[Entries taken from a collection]
----
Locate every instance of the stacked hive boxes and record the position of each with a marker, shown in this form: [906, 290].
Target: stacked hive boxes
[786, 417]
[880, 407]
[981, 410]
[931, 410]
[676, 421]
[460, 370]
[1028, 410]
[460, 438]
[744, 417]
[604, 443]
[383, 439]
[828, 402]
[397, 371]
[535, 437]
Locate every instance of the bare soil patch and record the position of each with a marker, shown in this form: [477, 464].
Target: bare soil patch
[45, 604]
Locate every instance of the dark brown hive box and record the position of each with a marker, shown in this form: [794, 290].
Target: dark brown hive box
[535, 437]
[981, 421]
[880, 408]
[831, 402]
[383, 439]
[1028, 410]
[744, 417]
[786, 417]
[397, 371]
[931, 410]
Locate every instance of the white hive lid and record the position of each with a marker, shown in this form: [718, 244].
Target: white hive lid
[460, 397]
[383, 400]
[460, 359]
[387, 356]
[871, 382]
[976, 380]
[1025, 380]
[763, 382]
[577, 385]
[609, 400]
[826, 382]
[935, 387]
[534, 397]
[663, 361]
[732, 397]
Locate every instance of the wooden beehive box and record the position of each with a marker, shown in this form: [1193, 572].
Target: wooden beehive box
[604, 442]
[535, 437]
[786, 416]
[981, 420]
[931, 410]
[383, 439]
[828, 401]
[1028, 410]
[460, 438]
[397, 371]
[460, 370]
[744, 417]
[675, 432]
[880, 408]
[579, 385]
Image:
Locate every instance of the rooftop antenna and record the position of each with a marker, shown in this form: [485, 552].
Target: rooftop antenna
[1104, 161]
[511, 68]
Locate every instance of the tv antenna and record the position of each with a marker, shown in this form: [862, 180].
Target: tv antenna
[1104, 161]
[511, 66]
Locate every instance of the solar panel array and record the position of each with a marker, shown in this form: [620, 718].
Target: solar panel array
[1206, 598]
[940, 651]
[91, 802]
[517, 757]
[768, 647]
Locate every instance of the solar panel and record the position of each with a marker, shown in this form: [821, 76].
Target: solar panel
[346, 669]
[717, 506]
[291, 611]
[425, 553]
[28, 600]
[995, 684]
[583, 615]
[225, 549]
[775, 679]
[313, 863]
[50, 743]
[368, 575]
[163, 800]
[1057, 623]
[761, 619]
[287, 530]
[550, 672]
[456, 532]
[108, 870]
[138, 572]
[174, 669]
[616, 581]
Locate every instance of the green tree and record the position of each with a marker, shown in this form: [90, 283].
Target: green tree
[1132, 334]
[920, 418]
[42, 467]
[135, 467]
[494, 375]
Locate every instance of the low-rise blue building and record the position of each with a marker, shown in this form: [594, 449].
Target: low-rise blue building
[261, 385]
----
● **SHORT TASK**
Extract, unchanged, the closing run of lines that opens with the line containing "Locate every instance of the green" and ends with the last line.

● **RESPONSE TO THE EXERCISE**
Locate every instance of the green tree and record the position of each with a marker, shown in this form: [90, 283].
Target: green tree
[1132, 334]
[920, 418]
[42, 467]
[135, 467]
[494, 375]
Locate every instance of the low-rise blue building and record the position of each with a marker, shown in this form: [594, 449].
Target: low-rise blue building
[261, 385]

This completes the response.